DOMINGO OCTAVO
(Tiempo ordinario – Ciclo C)
Eclesiástico 27,4-7
1 Corintios 15,54-58
La liturgia de este
domingo es una invitación a entrar en nosotros mismos para enriquecer el
corazón a la luz de la palabra de Jesús y transformarlo en un “árbol bueno que
dé fruto bueno”. El hipócrita, como
dice el evangelio de hoy, sólo sabe ver la basura en el ojo ajeno, pero no
logra ver la del propio ojo. Tiene miedo de mirarse a sí mismo y se encierra en
la inconsciencia de la soberbia. La lucha contra la hipocresía y la
recuperación de la sinceridad del corazón son indispensables para el discípulo
de Jesús, pues el orgullo es el pecado fundamental que ciega y que obstruye la
puerta a la acción de Dios.

EJERCICIO PROPUESTO A: Imprime del fragmento seleccionado todo lo que va desde "DOMINGO OCTAVO" hasta "acción de Dios.".
EJERCICIO PROPUESTO B: Según el fragmento seleccionado, ¿por qué la lucha contra la hipocresía y la recuperación de la sinceridad del corazón son indispensables para el discípulo de Jesús? Contesta en una a tres oraciones.

DATOS MOSTRADOS:
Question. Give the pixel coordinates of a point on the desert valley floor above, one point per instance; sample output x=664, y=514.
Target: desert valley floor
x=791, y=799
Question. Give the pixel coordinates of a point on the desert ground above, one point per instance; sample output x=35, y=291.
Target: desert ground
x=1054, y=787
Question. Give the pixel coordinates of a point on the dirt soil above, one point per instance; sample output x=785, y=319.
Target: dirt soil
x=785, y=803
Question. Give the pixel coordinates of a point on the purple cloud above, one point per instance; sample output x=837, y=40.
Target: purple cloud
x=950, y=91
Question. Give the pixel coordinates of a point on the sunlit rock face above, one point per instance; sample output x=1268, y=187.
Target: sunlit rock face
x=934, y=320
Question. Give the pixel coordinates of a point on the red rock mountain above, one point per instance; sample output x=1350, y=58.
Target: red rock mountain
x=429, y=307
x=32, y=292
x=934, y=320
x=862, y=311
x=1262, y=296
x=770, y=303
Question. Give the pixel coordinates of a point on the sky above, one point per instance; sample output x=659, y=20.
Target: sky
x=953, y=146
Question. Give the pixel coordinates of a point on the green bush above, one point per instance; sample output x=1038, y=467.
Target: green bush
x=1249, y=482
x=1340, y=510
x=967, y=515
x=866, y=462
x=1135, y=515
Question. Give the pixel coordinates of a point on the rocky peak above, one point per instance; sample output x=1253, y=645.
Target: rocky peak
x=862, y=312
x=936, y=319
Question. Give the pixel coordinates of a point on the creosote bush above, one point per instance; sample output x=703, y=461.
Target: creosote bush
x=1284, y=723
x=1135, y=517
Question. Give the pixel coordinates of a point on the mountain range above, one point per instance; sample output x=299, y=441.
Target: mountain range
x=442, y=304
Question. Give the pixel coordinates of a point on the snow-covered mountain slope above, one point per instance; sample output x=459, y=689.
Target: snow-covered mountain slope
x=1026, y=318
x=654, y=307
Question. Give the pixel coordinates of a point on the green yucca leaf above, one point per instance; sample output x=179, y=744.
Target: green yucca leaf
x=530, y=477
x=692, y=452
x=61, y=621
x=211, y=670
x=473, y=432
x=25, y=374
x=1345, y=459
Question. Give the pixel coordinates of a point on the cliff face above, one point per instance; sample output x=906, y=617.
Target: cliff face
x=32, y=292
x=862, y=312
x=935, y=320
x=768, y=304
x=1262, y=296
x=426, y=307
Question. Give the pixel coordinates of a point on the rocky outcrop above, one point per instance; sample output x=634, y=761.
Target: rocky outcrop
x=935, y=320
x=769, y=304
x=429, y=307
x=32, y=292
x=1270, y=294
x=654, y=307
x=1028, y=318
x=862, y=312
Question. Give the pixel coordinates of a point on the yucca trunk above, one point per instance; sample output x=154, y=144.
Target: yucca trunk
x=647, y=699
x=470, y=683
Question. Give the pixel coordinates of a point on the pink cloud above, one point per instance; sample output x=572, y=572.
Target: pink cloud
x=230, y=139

RESPUESTA DESARROLLADA A:
DOMINGO OCTAVO
(Tiempo ordinario – Ciclo C)
Eclesiástico 27,4-7
1 Corintios 15,54-58
La liturgia de este
domingo es una invitación a entrar en nosotros mismos para enriquecer el
corazón a la luz de la palabra de Jesús y transformarlo en un “árbol bueno que
dé fruto bueno”. El hipócrita, como
dice el evangelio de hoy, sólo sabe ver la basura en el ojo ajeno, pero no
logra ver la del propio ojo. Tiene miedo de mirarse a sí mismo y se encierra en
la inconsciencia de la soberbia. La lucha contra la hipocresía y la
recuperación de la sinceridad del corazón son indispensables para el discípulo
de Jesús, pues el orgullo es el pecado fundamental que ciega y que obstruye la
puerta a la acción de Dios.

RESPUESTA DESARROLLADA B: Son indispensables porque el orgullo es el pecado fundamental que ciega y que obstruye la puerta a la acción de Dios.